(Referring expression pointing data)
= = = = =

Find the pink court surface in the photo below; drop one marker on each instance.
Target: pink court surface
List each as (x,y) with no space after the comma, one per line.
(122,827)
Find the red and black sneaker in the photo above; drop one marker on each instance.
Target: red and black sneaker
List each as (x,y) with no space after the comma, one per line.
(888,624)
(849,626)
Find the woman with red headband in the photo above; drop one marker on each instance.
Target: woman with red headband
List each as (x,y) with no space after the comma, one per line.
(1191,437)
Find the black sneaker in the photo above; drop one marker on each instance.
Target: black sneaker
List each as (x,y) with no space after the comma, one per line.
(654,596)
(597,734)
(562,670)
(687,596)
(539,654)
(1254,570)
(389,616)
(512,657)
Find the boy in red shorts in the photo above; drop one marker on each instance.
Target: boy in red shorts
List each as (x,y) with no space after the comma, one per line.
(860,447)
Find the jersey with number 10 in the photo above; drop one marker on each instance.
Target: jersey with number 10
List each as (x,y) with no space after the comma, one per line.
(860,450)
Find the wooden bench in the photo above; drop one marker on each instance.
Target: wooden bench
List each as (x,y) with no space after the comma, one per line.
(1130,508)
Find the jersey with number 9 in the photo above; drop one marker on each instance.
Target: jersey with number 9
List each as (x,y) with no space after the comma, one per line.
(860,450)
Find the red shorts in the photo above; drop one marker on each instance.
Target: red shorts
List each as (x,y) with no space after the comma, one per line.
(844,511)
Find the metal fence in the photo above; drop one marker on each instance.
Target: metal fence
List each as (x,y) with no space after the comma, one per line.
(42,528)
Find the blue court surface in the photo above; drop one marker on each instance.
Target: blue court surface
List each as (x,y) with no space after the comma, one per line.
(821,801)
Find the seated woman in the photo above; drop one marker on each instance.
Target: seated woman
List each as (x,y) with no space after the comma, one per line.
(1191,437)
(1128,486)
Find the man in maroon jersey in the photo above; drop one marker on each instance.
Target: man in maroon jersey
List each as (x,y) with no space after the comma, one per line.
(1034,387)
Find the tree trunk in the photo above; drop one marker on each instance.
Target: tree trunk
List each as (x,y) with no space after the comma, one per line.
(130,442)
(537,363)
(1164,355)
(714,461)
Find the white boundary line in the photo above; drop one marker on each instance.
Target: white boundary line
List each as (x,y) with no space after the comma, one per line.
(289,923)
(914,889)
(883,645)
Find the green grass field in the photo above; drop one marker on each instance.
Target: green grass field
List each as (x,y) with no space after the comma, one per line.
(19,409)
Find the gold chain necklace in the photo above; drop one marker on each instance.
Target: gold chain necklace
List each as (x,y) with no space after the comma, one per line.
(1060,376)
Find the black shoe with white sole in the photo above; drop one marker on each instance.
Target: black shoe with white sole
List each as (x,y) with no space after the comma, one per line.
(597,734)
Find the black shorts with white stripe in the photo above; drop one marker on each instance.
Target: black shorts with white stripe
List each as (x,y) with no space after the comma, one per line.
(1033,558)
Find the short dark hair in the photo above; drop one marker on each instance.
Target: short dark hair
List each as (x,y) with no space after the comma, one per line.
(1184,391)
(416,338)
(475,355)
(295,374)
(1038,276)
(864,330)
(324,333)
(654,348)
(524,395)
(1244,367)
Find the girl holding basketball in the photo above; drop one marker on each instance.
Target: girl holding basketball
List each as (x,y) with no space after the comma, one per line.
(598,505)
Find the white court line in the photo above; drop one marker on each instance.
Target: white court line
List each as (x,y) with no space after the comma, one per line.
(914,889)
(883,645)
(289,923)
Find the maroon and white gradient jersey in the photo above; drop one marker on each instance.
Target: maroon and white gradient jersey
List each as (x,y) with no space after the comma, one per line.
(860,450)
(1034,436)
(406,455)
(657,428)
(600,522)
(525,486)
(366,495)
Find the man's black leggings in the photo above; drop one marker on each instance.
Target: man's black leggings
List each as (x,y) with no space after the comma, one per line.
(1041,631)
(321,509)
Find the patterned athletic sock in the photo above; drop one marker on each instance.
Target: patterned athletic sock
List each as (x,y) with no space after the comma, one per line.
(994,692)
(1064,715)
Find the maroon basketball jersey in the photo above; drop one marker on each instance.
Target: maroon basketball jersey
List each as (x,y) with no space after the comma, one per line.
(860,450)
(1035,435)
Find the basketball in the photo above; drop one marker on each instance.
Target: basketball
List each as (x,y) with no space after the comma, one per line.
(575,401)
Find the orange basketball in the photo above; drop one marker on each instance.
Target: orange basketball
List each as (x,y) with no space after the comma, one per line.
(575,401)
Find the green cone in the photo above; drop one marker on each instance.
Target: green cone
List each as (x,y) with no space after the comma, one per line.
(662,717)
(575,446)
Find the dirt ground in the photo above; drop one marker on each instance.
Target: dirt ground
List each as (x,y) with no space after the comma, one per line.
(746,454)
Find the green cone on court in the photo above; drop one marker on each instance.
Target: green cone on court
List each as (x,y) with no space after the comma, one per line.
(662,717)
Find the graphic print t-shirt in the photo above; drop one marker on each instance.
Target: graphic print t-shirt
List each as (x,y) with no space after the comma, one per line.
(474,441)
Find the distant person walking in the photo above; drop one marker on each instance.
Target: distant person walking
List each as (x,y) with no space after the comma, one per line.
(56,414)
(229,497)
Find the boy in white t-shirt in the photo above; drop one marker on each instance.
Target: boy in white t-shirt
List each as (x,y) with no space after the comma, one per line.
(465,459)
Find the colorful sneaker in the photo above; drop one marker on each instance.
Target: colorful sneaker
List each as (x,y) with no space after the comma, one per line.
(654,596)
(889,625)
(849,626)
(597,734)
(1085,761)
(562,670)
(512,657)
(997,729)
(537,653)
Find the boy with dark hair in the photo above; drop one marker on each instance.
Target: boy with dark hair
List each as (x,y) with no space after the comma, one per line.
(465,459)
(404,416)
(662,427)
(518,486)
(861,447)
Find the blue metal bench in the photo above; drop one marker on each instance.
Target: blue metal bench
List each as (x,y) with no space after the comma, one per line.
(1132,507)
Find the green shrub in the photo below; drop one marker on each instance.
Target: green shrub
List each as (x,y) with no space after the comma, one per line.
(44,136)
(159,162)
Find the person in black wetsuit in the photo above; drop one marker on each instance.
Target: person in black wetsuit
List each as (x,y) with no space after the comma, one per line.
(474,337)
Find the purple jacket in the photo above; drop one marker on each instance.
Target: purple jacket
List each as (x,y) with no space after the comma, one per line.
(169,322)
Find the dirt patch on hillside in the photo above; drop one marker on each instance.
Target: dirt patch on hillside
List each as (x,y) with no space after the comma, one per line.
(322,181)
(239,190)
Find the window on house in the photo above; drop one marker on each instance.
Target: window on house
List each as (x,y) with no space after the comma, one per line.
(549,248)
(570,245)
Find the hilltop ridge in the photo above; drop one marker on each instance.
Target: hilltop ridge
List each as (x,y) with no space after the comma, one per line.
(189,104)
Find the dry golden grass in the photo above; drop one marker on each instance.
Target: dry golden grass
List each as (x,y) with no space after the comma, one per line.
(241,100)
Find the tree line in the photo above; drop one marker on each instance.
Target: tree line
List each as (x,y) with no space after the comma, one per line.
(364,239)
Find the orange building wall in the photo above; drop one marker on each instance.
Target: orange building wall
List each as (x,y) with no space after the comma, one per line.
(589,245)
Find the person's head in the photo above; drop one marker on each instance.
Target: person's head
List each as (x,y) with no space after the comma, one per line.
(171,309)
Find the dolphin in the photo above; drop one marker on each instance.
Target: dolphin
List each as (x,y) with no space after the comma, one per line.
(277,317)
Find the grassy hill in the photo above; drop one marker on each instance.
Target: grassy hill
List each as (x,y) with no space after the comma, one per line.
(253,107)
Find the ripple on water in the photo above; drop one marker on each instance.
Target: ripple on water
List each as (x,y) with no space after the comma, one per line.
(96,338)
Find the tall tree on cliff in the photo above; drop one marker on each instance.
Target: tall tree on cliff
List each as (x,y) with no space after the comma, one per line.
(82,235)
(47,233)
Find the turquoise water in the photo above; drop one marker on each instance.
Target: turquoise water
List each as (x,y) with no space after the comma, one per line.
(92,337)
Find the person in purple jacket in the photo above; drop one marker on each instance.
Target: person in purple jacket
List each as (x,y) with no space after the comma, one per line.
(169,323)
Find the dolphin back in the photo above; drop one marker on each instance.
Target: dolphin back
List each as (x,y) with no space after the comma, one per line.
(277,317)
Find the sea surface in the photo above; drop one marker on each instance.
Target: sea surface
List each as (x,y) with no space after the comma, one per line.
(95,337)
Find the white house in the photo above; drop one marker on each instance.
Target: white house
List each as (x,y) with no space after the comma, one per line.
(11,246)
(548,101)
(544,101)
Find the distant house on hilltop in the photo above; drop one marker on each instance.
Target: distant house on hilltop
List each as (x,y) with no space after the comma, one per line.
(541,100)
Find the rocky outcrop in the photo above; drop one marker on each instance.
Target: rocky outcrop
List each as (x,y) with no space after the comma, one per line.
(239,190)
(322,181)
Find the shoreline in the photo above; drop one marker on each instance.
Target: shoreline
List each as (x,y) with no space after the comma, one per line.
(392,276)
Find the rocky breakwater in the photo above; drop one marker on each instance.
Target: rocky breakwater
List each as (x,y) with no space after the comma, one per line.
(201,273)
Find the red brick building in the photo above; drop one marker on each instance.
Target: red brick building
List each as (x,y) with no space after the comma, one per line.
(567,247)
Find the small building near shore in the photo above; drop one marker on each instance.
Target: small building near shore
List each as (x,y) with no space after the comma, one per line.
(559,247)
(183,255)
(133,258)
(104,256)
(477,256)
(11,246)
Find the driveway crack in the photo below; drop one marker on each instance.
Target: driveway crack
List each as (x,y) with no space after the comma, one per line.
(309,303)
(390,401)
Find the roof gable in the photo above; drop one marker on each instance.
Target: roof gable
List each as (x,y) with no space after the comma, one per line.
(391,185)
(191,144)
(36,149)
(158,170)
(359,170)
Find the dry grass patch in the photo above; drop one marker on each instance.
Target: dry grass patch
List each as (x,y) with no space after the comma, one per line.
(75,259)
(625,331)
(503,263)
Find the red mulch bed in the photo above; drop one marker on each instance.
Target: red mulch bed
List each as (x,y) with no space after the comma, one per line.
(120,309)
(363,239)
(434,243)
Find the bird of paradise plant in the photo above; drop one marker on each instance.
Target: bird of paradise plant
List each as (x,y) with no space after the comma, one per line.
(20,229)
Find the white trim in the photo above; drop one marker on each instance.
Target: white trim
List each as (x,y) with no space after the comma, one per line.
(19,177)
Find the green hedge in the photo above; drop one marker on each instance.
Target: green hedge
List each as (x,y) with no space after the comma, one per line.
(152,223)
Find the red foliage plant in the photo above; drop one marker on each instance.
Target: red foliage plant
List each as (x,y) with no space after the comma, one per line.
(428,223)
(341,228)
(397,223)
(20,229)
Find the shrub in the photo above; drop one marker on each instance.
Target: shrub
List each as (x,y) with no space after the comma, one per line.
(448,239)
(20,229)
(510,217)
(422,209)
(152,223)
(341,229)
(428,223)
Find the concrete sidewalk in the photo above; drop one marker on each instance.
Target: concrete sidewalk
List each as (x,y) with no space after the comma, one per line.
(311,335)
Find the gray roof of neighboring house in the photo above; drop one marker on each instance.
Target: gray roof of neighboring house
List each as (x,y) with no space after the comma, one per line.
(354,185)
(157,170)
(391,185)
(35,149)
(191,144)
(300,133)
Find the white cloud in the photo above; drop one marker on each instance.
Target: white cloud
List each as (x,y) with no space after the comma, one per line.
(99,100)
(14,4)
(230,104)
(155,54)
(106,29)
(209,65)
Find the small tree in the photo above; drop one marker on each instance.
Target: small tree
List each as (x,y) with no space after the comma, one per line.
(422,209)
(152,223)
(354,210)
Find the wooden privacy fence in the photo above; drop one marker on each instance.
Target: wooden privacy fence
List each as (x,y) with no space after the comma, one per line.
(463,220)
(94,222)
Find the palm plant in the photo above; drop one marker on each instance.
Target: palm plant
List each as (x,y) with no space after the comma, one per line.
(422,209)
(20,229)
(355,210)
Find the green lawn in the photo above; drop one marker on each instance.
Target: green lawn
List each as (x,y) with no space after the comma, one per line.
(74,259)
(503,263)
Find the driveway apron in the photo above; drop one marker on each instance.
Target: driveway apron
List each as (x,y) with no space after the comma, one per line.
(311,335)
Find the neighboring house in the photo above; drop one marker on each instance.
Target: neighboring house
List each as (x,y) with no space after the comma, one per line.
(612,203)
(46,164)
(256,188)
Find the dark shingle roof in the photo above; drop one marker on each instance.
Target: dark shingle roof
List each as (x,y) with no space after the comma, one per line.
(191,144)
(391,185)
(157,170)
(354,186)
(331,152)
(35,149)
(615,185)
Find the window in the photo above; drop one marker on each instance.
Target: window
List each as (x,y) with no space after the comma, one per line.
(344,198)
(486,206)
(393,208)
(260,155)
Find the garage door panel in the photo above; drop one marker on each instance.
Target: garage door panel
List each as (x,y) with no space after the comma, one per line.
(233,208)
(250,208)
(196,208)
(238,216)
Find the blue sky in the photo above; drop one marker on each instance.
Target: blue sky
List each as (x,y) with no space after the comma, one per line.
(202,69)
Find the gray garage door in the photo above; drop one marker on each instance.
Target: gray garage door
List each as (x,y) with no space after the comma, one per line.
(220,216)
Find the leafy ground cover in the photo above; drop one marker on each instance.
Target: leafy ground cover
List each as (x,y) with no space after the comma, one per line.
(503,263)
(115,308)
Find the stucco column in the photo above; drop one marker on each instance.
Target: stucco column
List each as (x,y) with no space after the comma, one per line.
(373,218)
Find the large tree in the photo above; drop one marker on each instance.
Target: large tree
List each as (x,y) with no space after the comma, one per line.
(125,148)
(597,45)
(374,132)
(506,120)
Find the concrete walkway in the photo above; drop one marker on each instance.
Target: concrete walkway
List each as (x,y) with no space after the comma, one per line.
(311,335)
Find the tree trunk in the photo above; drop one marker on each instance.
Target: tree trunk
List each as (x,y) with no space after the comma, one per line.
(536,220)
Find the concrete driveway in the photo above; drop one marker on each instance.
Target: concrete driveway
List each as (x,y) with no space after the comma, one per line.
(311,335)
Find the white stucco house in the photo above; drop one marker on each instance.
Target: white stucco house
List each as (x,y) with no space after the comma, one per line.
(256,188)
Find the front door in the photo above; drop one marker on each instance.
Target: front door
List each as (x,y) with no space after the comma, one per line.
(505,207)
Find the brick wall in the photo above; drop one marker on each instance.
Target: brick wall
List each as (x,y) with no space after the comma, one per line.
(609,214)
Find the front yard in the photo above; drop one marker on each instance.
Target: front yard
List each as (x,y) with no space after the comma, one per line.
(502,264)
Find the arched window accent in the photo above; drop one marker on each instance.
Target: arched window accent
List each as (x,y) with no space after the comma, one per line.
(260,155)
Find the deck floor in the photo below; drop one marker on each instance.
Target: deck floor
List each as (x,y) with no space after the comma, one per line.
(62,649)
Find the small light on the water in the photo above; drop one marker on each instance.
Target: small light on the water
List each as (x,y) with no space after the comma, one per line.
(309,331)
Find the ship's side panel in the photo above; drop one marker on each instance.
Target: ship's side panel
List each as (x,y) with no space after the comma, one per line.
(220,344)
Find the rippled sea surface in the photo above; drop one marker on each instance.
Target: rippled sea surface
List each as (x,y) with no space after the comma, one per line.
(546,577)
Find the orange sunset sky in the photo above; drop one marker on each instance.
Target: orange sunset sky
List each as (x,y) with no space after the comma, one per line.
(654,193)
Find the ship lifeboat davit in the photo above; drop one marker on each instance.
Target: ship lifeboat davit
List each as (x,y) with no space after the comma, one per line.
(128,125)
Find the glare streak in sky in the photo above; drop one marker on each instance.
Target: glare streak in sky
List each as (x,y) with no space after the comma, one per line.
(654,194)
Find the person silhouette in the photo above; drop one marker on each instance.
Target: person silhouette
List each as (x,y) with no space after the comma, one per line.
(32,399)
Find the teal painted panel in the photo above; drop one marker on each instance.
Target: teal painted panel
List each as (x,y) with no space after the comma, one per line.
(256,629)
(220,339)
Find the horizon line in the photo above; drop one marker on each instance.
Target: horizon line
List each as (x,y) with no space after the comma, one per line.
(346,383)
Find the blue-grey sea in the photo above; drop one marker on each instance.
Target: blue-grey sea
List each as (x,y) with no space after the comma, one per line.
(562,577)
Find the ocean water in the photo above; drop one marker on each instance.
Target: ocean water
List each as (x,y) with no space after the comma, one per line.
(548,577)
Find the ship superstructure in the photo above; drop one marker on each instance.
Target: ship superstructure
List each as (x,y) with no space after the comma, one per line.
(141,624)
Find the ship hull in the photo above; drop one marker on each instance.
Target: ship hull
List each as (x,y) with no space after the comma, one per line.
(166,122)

= = = = =

* _Task item_: Repeat, exactly as they stand above, the lines from the line with "Find the ship's" to the line with "Target: teal painted panel", both lines included.

* _Answer below_:
Find the ship's side panel in the photo above; drop one marker on each instance.
Target: ship's side panel
List each as (x,y) with no space after the comma, one per line.
(220,344)
Find the rippled sea surface in the photo above; drop one marker on each instance.
Target: rippled sea surface
List each as (x,y) with no space after the comma, one per line.
(546,577)
Find the orange sunset sky in the photo above; drop one marker on each instance.
Target: orange sunset sky
List each as (x,y) with no space after the comma, one per line.
(654,193)
Find the ship lifeboat davit in the photo above; drop one marker on each instance.
Target: ship lifeboat davit
List each as (x,y) with no space after the comma, one per line.
(128,125)
Find the glare streak in sky in the photo above; drop one marker on each instance.
Target: glare streak in sky
List each as (x,y) with no space after the comma, one per line.
(654,194)
Find the person silhouette in the photo above; drop one marker on each instance.
Target: person silhouette
List each as (x,y) with no space after the comma, one per line.
(32,399)
Find the teal painted panel in the photo above; drop one marker on each instance.
Target: teal painted panel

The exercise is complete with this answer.